Copy all of the material below word for word, omitting the pictures.
— Begin —
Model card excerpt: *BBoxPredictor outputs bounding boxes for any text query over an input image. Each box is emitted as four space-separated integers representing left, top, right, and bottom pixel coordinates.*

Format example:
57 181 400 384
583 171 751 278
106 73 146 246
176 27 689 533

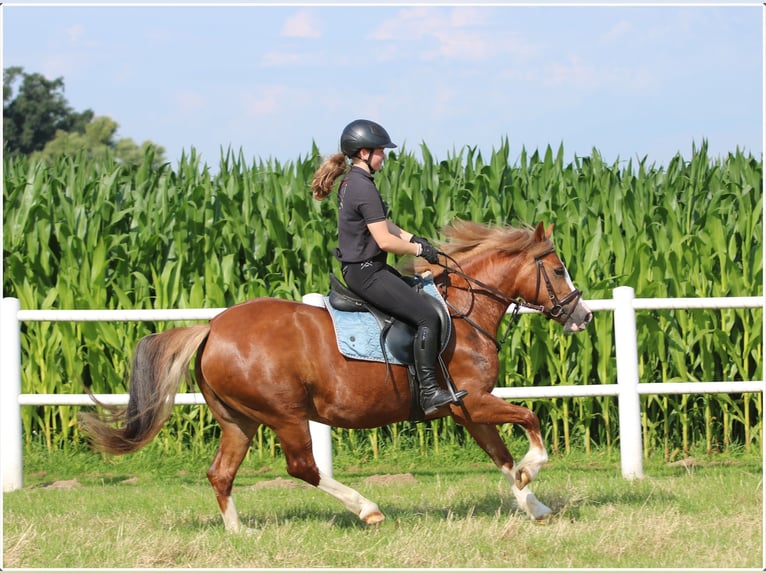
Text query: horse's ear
535 221 553 243
535 221 553 243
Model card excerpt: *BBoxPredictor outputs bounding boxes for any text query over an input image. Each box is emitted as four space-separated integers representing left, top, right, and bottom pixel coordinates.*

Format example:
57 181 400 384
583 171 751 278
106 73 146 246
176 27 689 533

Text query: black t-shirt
337 166 387 263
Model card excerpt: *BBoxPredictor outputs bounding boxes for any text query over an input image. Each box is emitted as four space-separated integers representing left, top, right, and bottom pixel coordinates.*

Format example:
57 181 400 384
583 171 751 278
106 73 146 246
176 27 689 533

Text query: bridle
438 249 582 353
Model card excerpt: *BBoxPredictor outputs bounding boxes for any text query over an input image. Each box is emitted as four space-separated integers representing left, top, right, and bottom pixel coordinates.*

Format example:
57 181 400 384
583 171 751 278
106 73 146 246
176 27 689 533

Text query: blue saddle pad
324 278 450 365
— End —
#### EXERCISE RESULT
Model card excerpt: *BBoxPredictor outputs bounding boxes for any text query over an input image. Each box is emitted as four space-separated integers representing left, top, right, and bottom pixel coordinates.*

Format example:
57 181 400 384
583 171 751 278
106 73 146 246
176 27 689 533

Text query: horse's ear
535 221 553 243
535 221 553 243
Model card excerpt: *BBoxPredictor outputs bounding boxes for any text query over an input image. Each box is emitted as four space-separated integers representing left, top, right, and bottom pixel coordinates.*

Format example:
57 181 400 384
583 171 751 278
106 73 146 246
176 27 689 533

Text query: black t-shirt
337 166 387 263
Model card excerpt: *BBoxPredictor outputs bounding boxes for any text query over an input image. Each box is emitted as four space-separated integers representing left, top, right, and bottom pixel coordinates.*

Format example:
57 181 400 384
583 171 751 278
106 73 146 246
176 27 689 533

Text query: bridle
438 249 582 353
Model card excerpt: *BBoxPredictor outputs bounding boxes for any text query over an input image. Each box is emitted as four space-separated integers representing left, top, right, and bottom pixel coordinates.*

Format example:
57 181 400 384
583 171 751 278
106 73 146 246
176 27 689 533

Text query: blue saddle pad
324 278 450 365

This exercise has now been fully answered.